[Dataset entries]
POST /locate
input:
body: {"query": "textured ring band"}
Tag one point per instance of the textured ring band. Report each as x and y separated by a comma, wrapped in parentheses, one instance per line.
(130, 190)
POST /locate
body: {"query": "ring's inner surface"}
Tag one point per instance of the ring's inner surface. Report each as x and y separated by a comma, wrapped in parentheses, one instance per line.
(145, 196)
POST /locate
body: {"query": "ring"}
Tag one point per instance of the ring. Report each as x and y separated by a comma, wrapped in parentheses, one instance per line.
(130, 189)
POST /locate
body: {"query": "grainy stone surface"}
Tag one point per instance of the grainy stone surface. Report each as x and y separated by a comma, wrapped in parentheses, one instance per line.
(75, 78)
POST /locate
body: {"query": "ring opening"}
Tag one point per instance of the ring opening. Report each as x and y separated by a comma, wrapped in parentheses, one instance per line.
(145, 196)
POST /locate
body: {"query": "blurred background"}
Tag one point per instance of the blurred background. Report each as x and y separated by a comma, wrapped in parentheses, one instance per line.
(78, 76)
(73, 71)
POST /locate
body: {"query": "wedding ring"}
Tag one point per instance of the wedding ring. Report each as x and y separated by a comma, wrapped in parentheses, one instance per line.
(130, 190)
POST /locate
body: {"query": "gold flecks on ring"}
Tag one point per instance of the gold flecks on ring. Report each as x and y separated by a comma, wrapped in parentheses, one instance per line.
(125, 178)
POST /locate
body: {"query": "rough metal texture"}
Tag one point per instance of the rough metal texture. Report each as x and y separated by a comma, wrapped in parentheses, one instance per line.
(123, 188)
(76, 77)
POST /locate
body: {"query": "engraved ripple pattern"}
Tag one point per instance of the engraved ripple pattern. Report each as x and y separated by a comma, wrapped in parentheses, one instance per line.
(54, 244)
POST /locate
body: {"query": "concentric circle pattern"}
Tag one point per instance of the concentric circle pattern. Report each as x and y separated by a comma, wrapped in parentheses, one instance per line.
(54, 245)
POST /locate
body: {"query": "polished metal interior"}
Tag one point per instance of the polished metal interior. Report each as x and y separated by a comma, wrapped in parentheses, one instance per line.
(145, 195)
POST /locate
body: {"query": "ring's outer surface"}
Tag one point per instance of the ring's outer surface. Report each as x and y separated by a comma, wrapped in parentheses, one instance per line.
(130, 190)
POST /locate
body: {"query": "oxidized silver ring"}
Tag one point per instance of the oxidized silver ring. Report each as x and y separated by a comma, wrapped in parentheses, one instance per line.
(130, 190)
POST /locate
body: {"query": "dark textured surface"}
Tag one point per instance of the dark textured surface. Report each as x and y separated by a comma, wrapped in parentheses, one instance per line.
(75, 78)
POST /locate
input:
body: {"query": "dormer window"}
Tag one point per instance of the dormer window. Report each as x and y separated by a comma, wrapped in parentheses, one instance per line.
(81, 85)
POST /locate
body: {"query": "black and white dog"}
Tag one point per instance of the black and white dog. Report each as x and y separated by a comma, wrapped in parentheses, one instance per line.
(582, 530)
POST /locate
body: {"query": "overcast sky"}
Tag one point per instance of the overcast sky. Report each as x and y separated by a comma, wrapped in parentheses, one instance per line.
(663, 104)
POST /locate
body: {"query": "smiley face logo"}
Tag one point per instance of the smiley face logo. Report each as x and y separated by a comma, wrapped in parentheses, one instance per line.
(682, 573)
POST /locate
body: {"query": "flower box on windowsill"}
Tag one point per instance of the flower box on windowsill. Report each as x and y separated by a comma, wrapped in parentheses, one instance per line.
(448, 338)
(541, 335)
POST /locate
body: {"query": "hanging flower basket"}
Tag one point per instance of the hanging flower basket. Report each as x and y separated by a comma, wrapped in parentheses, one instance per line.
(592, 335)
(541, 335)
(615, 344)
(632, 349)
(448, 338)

* _Prompt_
Transcribe every record. Match each line exactly.

* _Solution to this exercise_
POST /locate
input:
body: {"query": "textured ring band"}
Tag one point per instance of the textured ring band. Report each as x and y separated by a comma, wrapped in parentheses, one instance per line.
(130, 190)
POST /locate
body: {"query": "ring's inner surface"}
Tag one point per instance of the ring's inner surface. Report each as x and y separated by a comma, wrapped in parentheses, one instance per line.
(145, 196)
POST /locate
body: {"query": "ring"}
Tag one point per instance of the ring. Report each as x and y separated by a comma, wrapped in parentheses, one instance per line.
(130, 189)
POST /locate
body: {"query": "grainy stone surface"}
Tag one point per instance of the grainy stone surface. Report each as x and y separated by a comma, wrapped in parentheses, one instance per line.
(75, 78)
POST /locate
body: {"query": "ring opening"}
Tag one point per instance of the ring opening. Report each as x and y separated by a comma, wrapped in parentheses, one instance per line.
(145, 196)
POST /locate
body: {"query": "blurred background"}
Tag one point per instance of the blurred background. Report each as x and y separated by a comma, wrapped in parentheses, one instance per line.
(78, 76)
(73, 71)
POST /locate
body: {"query": "wedding ring"}
Tag one point per instance of the wedding ring. Report each as x and y separated by a comma, wrapped in parentheses, one instance per line.
(130, 190)
POST /locate
body: {"query": "gold flecks on ring"}
Tag one point per instance of the gold flecks on ring. Report each as x and y separated by a comma, wrapped in parentheses, one instance per line.
(125, 178)
POST /locate
body: {"query": "rough metal texture"}
Tag one point per instance of the rough metal texture. Report each as x and y separated by a comma, wrapped in parentheses, one instance per line.
(123, 188)
(76, 77)
POST /locate
body: {"query": "engraved ripple pattern"}
Tag one point per instance of the engraved ripple pattern. Report each as x and y separated by a comma, wrapped in parentheses, one instance per line.
(54, 244)
POST /locate
body: {"query": "concentric circle pattern"}
Tag one point per instance of the concentric circle pattern. Report each as x and y separated by a comma, wrapped in parentheses, one instance per line.
(54, 245)
POST /locate
body: {"query": "polished metal interior"}
Tag one point per instance of the polished metal interior. Report each as x and y separated by a comma, wrapped in parentheses, one instance per line.
(145, 195)
POST /locate
body: {"query": "ring's outer surface"}
Tag one point per instance of the ring's outer surface. Report each as x and y separated by a comma, wrapped in parentheses, one instance per line.
(130, 190)
POST /locate
body: {"query": "oxidized silver ring"}
Tag one point per instance of the oxidized silver ring. Report each as x and y separated by a comma, wrapped in parentheses, one instance per line.
(130, 190)
POST /locate
body: {"query": "dark textured surface"}
Tag one point per instance of the dark textured surface. Report each as x and y separated by a comma, wrapped in parentheses, one instance per line.
(75, 78)
POST /locate
input:
body: {"query": "dormer window"}
Tag one point per instance of the dormer window. Report each as x and y separated by a comma, wrapped in parentheses, one instance per line.
(81, 85)
POST /locate
body: {"query": "black and white dog"}
Tag one point per instance of the black and white dog. Report each as x and y separated by a comma, wrapped in parentheses, one instance per line.
(582, 530)
POST /locate
body: {"query": "overcast sky"}
Tag one point per instance of the overcast sky. Report each as x and y separated by a comma, wrapped in parentheses, one instance per line.
(663, 104)
POST /locate
body: {"query": "smiley face logo"}
Tag one point per instance of the smiley face logo. Report each as x and y separated by a comma, wrapped in parentheses, one instance per line.
(682, 573)
POST /locate
body: {"query": "flower box on windowsill"}
Tag one point per instance of the flower box on windowsill. Report each as x and y separated by a comma, wrapped in parentheses, one instance per line.
(448, 338)
(541, 335)
POST /locate
body: {"query": "hanging flower basket"}
Tag one point per instance of the hanging flower basket. Report each as x and y separated by a comma, wrapped in parentheses, one instance per line.
(592, 335)
(541, 335)
(615, 344)
(632, 349)
(448, 338)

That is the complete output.